Items from a dataset

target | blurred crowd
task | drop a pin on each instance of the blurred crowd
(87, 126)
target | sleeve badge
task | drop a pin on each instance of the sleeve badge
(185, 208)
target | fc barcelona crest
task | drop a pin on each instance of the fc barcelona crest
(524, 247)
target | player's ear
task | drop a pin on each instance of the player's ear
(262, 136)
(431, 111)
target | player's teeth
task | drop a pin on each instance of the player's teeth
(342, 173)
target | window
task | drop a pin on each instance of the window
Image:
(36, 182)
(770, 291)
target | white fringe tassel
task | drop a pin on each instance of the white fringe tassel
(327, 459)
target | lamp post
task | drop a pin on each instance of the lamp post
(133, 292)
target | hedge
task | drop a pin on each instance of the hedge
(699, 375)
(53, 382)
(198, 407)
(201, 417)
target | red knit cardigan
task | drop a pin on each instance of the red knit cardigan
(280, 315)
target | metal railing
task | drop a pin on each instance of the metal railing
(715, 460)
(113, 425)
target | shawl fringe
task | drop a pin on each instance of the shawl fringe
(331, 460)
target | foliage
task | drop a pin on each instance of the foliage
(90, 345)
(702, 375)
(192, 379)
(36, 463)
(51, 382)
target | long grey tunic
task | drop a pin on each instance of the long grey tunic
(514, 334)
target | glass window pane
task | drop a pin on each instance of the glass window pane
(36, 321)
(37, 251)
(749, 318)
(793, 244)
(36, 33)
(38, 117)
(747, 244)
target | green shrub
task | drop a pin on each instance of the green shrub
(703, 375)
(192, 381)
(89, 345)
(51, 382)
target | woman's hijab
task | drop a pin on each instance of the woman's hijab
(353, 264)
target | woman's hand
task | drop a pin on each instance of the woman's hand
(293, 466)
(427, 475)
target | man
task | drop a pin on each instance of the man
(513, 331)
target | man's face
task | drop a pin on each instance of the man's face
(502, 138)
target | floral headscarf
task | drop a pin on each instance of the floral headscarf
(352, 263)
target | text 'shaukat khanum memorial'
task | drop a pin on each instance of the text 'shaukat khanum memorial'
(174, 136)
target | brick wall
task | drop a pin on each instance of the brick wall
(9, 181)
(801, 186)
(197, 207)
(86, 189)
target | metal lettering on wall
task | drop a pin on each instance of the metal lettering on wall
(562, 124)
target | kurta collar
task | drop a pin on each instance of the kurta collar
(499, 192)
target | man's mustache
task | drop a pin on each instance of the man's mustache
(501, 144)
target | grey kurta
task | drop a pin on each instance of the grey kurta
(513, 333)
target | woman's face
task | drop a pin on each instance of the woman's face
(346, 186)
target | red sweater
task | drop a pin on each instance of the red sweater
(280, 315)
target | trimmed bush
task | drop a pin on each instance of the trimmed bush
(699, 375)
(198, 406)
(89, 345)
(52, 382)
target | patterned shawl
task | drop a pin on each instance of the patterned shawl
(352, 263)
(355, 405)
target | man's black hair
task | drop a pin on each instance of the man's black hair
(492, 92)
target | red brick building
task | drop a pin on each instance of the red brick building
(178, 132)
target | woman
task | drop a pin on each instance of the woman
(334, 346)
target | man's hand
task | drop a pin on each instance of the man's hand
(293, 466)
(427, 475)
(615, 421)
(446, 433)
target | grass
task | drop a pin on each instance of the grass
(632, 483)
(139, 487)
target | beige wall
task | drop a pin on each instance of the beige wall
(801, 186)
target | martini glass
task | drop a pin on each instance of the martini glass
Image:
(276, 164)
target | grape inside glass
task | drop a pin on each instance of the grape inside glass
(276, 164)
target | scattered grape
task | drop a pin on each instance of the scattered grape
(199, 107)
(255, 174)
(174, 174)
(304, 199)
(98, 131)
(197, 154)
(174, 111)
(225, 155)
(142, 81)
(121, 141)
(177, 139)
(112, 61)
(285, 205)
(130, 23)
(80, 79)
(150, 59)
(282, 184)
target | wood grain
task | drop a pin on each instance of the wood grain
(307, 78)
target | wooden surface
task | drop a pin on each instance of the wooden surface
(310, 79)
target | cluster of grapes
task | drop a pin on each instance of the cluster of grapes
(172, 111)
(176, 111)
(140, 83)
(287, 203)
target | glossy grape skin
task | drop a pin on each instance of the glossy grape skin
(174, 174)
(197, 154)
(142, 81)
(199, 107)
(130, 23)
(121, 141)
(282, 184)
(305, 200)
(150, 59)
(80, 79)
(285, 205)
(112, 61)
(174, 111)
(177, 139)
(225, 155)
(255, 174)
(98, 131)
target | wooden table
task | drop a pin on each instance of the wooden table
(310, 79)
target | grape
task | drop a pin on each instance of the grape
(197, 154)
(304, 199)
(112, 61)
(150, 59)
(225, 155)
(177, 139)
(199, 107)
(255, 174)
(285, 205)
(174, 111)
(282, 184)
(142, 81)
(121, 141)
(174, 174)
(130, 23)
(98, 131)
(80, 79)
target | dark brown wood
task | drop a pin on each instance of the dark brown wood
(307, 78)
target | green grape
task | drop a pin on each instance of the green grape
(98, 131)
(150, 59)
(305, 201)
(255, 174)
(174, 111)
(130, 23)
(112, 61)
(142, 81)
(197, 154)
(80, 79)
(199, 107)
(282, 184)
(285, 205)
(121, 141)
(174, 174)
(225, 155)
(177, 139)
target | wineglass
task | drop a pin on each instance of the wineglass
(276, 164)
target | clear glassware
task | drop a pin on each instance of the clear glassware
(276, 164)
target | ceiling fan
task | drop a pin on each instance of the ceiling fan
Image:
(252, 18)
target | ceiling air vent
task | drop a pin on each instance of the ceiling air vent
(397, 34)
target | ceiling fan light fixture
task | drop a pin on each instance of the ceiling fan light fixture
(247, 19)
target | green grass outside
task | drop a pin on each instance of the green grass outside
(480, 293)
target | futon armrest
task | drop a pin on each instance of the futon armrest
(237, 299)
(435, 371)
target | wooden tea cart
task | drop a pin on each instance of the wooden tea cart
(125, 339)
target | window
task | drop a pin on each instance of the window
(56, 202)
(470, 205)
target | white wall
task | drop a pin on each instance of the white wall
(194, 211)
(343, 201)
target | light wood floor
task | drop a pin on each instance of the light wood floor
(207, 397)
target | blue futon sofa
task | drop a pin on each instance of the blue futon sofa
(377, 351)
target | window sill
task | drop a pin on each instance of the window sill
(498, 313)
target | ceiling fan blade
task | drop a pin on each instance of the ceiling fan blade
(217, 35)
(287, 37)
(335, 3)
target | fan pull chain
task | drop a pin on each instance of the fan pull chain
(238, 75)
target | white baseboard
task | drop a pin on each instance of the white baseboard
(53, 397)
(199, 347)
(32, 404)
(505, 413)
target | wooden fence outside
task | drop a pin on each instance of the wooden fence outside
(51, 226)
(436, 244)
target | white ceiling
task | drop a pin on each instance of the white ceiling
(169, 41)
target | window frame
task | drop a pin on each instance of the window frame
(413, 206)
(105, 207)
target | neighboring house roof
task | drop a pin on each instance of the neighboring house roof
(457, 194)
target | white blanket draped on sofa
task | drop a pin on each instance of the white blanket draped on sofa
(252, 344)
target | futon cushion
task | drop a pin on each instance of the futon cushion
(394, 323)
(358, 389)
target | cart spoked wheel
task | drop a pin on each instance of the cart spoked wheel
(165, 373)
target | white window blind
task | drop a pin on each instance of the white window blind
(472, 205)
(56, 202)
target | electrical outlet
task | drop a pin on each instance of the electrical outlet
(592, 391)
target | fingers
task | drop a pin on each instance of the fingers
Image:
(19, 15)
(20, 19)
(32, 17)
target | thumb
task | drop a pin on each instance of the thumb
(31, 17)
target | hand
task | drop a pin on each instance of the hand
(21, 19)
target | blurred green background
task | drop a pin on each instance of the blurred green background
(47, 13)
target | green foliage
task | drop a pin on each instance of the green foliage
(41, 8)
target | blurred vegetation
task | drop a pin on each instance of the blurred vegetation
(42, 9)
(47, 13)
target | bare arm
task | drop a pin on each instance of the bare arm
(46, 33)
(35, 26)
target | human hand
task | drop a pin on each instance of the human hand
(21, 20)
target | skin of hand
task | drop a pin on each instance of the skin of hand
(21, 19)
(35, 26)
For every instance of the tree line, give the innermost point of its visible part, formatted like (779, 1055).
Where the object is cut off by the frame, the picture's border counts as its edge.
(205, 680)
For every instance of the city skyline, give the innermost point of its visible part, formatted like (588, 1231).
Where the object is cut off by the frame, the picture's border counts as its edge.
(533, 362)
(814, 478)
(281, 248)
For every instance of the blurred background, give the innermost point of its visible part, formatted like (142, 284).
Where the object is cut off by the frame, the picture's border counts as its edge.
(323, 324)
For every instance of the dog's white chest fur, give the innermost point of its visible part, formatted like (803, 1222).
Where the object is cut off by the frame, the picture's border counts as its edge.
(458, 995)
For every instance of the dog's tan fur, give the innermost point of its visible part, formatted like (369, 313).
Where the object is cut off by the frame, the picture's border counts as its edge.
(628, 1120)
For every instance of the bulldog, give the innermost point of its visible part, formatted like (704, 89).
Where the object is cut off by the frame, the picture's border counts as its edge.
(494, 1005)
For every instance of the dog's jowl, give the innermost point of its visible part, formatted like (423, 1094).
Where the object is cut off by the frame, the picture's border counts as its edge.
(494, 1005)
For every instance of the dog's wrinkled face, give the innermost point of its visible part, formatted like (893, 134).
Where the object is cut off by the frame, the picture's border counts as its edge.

__WORK INSTRUCTION__:
Copy the lines above exactly. Start with the line containing "target | scattered grape", end with the line containing "target | clear glassware", and include both.

__WRITTEN REPLY__:
target | scattered grape
task | drop a pin on each instance of the scattered grape
(199, 107)
(255, 174)
(174, 174)
(304, 199)
(98, 131)
(197, 154)
(174, 111)
(225, 155)
(142, 81)
(121, 141)
(177, 139)
(112, 61)
(285, 205)
(130, 23)
(80, 79)
(150, 59)
(282, 184)
target | wood grain
task | drop a pin on each instance of the wood grain
(307, 78)
target | wooden surface
task | drop a pin on each instance of the wooden surface
(310, 79)
target | cluster of grapes
task | drop a pin on each instance of the cluster of grapes
(172, 111)
(176, 111)
(140, 83)
(287, 203)
target | glossy grape skin
task | drop a pin on each instance of the glossy grape skin
(174, 174)
(197, 154)
(142, 81)
(199, 107)
(130, 23)
(121, 141)
(282, 184)
(305, 200)
(150, 59)
(80, 79)
(285, 205)
(112, 61)
(174, 111)
(177, 139)
(225, 155)
(255, 174)
(98, 131)
target | wooden table
task | drop a pin on each instance of the wooden table
(310, 79)
target | grape
task | drop a pin on each instance of the grape
(197, 154)
(304, 199)
(112, 61)
(150, 59)
(225, 155)
(177, 139)
(199, 107)
(255, 174)
(285, 205)
(174, 111)
(282, 184)
(142, 81)
(121, 141)
(174, 174)
(130, 23)
(98, 131)
(80, 79)
target | dark brown wood
task | drop a pin on each instance of the dark brown wood
(307, 78)
target | green grape
task | drop a pin on each instance of the green grape
(98, 131)
(150, 59)
(305, 201)
(255, 174)
(174, 111)
(130, 23)
(112, 61)
(142, 81)
(197, 154)
(80, 79)
(199, 107)
(282, 184)
(285, 205)
(121, 141)
(174, 174)
(225, 155)
(177, 139)
target | wineglass
task | drop a pin on each instance of the wineglass
(276, 164)
target | clear glassware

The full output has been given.